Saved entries
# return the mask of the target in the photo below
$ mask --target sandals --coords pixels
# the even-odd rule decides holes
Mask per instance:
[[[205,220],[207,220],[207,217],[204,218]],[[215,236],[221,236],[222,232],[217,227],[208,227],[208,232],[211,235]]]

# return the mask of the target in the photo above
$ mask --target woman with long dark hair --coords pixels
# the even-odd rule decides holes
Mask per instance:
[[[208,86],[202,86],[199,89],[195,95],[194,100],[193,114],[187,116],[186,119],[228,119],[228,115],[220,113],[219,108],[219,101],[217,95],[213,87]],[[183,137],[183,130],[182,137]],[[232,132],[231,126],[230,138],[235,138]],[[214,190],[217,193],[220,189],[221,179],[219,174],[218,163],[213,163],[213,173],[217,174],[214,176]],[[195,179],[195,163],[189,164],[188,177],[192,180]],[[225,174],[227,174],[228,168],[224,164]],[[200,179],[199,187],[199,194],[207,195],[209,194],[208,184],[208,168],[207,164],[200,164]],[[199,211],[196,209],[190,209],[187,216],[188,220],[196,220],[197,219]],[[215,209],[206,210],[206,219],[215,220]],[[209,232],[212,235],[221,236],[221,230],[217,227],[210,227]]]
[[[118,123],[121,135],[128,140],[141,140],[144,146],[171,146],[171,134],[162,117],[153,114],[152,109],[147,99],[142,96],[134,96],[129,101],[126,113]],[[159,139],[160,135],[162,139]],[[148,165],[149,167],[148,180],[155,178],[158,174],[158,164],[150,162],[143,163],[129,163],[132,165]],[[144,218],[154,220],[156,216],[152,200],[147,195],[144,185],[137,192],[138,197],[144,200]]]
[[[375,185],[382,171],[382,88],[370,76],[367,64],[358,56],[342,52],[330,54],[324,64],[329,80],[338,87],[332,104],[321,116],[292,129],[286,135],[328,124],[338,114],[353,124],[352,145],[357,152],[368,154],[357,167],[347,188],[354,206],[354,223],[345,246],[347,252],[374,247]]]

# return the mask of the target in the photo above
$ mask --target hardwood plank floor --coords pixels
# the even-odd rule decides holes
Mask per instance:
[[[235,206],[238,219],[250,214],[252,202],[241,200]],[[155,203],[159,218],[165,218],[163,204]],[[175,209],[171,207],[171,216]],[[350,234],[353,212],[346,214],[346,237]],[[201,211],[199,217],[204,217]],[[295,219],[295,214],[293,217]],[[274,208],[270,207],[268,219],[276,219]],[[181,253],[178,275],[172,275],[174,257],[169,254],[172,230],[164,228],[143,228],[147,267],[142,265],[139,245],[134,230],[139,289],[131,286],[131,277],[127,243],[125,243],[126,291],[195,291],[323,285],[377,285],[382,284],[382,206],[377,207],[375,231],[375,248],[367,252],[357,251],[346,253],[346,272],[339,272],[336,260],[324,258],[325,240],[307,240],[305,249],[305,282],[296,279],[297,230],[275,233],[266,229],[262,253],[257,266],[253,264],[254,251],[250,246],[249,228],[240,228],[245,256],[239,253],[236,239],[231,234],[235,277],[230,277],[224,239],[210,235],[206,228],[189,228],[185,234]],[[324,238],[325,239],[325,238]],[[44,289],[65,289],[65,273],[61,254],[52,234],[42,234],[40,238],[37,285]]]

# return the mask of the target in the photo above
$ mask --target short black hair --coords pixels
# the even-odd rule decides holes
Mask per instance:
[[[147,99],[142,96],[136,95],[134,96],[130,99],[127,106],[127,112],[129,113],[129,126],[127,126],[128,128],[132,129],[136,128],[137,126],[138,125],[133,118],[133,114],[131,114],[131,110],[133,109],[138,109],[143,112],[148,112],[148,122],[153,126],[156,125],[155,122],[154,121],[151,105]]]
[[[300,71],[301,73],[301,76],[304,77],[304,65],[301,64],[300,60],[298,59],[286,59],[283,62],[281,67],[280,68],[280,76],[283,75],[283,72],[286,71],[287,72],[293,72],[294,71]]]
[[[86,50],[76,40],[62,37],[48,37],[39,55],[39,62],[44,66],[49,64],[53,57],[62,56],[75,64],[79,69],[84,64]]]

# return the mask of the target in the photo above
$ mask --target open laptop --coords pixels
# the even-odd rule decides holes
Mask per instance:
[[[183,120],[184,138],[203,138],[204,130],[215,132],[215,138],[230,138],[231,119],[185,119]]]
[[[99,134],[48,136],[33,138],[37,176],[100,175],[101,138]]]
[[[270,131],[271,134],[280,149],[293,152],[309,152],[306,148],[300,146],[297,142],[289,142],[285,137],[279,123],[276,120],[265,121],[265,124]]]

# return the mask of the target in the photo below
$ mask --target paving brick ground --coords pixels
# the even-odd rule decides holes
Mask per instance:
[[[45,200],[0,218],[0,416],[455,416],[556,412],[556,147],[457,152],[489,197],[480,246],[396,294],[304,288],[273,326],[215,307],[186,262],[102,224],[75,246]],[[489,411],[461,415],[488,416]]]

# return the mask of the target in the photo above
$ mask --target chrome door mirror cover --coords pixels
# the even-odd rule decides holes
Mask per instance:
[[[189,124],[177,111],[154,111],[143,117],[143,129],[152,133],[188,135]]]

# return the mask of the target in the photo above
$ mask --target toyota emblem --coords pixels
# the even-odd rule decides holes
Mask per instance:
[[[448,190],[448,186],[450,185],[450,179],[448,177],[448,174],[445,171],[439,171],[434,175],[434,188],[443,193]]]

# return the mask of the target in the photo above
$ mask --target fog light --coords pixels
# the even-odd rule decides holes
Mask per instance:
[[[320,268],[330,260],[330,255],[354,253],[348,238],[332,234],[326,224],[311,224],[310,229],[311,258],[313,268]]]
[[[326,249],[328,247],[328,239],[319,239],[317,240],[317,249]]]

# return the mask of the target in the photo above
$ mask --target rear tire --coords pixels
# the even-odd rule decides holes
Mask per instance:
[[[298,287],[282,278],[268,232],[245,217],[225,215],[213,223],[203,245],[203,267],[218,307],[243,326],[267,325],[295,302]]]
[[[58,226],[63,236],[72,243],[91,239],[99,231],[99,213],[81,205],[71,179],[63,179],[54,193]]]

Requirements
Return the listing above word for word.

Written response
# return the mask of the target in the photo below
$ mask --target sandals --coords pixels
# the even-odd rule decides holes
Mask per instance:
[[[205,220],[207,220],[207,217],[204,218]],[[215,236],[221,236],[222,232],[217,227],[208,227],[208,232],[211,235]]]

# return the mask of the target in the photo above
$ mask --target woman with long dark hair --coords pixels
# the even-odd rule decides holes
Mask per instance:
[[[208,86],[202,86],[199,89],[195,95],[194,100],[193,114],[187,116],[186,119],[228,119],[228,115],[220,113],[219,108],[219,101],[217,95],[213,87]],[[183,137],[183,130],[182,137]],[[232,132],[231,126],[230,138],[235,138]],[[214,190],[217,193],[220,189],[221,179],[219,174],[218,163],[213,163],[213,173],[217,174],[214,176]],[[195,179],[195,163],[189,164],[188,177],[192,180]],[[225,174],[227,174],[228,168],[224,164]],[[200,179],[199,187],[199,194],[207,195],[209,194],[208,184],[208,168],[207,164],[200,164]],[[199,211],[196,209],[190,209],[187,216],[188,220],[196,220],[197,219]],[[215,209],[206,210],[206,219],[215,220]],[[209,232],[212,235],[221,236],[221,230],[217,227],[210,227]]]
[[[118,123],[121,135],[128,140],[141,140],[144,146],[171,146],[171,134],[162,117],[153,114],[152,109],[147,99],[142,96],[134,96],[129,101],[126,113]],[[159,139],[160,135],[162,139]],[[148,165],[149,167],[148,180],[155,178],[158,174],[158,164],[150,162],[143,163],[129,163],[132,165]],[[144,218],[154,220],[156,216],[152,200],[147,195],[144,185],[137,192],[138,197],[144,200]]]
[[[375,185],[382,171],[382,88],[370,76],[367,64],[358,56],[342,52],[330,54],[324,64],[329,80],[338,87],[332,104],[321,116],[292,129],[286,135],[328,124],[338,114],[353,124],[352,145],[357,152],[368,154],[357,167],[347,188],[354,206],[354,223],[345,246],[347,252],[374,247]]]

# return the mask of the target in the photo above
$ mask --target hardwood plank floor --coords pixels
# the even-odd rule decides holes
Mask per instance:
[[[235,206],[238,219],[250,214],[252,202],[241,200]],[[155,203],[159,218],[165,218],[163,204]],[[175,209],[171,207],[171,216]],[[350,234],[353,212],[346,214],[346,237]],[[201,211],[199,217],[204,217]],[[295,219],[295,214],[293,217]],[[274,208],[270,207],[268,219],[276,219]],[[181,253],[178,275],[172,275],[174,257],[169,254],[172,230],[164,228],[143,228],[147,267],[142,265],[139,245],[134,230],[139,289],[131,286],[131,277],[127,243],[125,243],[126,291],[195,291],[323,285],[377,285],[382,284],[382,206],[377,207],[375,231],[375,248],[367,252],[357,251],[346,253],[346,272],[339,272],[336,260],[324,258],[325,240],[307,240],[305,249],[305,282],[296,279],[297,230],[275,233],[266,229],[262,253],[257,266],[253,264],[254,251],[250,246],[249,228],[240,228],[245,256],[239,253],[236,239],[231,234],[235,277],[230,277],[224,239],[210,235],[206,228],[189,228],[185,234]],[[324,238],[325,239],[325,238]],[[44,289],[65,289],[65,273],[61,254],[52,234],[42,234],[40,238],[37,285]]]

# return the mask of the target in the photo above
$ mask --target short black hair --coords pixels
# the even-odd rule decides holes
Mask per instance:
[[[147,99],[142,96],[136,95],[134,96],[130,99],[127,106],[127,112],[129,113],[129,126],[127,126],[128,128],[132,129],[136,128],[137,126],[138,125],[133,118],[133,114],[131,114],[131,110],[133,109],[138,109],[143,112],[148,112],[148,122],[153,126],[156,125],[155,122],[154,121],[151,105]]]
[[[300,71],[301,73],[301,76],[304,77],[304,65],[301,64],[300,60],[298,59],[286,59],[283,62],[281,67],[280,68],[280,76],[283,75],[283,72],[286,71],[287,72],[293,72],[294,71]]]
[[[86,50],[76,40],[62,37],[48,37],[39,55],[39,62],[44,66],[49,64],[53,57],[62,56],[75,64],[79,69],[84,64]]]

# return the mask of the target in the photo above
$ mask --target open laptop --coords pixels
# the even-odd rule decides holes
Mask per instance:
[[[183,120],[184,138],[203,138],[204,130],[215,132],[215,138],[230,138],[231,119],[185,119]]]
[[[99,134],[48,136],[33,138],[37,176],[100,175],[101,138]]]
[[[270,131],[271,134],[280,149],[293,152],[309,152],[306,148],[300,146],[297,142],[289,142],[285,137],[279,123],[276,120],[265,121],[265,124]]]

# return the mask of the target in the photo below
$ mask --target paving brick ground --coords pixels
# the even-odd rule decides holes
Mask per instance:
[[[45,200],[0,218],[0,416],[455,416],[556,412],[556,147],[457,152],[489,197],[480,246],[396,294],[304,288],[273,326],[215,307],[186,262],[102,224],[75,246]],[[489,411],[461,415],[488,416]]]

# return the mask of the target in the photo above
$ mask --target chrome door mirror cover --coords pixels
# the even-odd rule decides holes
Mask per instance:
[[[189,124],[177,111],[154,111],[143,117],[143,129],[152,133],[188,135]]]

# return the mask of the target in the photo above
$ mask --target toyota emblem --coords pixels
# the even-odd rule decides holes
Mask per instance:
[[[448,190],[448,186],[450,185],[450,179],[448,177],[448,174],[445,171],[439,171],[434,175],[434,188],[443,193]]]

# return the mask of the target in the photo above
$ mask --target fog light --coords pixels
# the even-odd rule decides holes
Mask per instance:
[[[320,268],[330,260],[330,255],[354,253],[348,238],[332,234],[326,224],[311,224],[310,229],[311,258],[313,268]]]
[[[326,249],[328,247],[328,239],[319,239],[317,240],[317,249]]]

# return the mask of the target in the photo above
$ mask --target rear tire --coords pixels
# the even-odd rule decides holes
Mask per instance:
[[[298,287],[282,278],[268,232],[245,217],[225,215],[213,223],[203,245],[203,267],[218,307],[243,326],[267,325],[295,302]]]
[[[58,226],[63,236],[72,243],[91,239],[99,231],[99,213],[81,205],[71,179],[63,179],[54,193]]]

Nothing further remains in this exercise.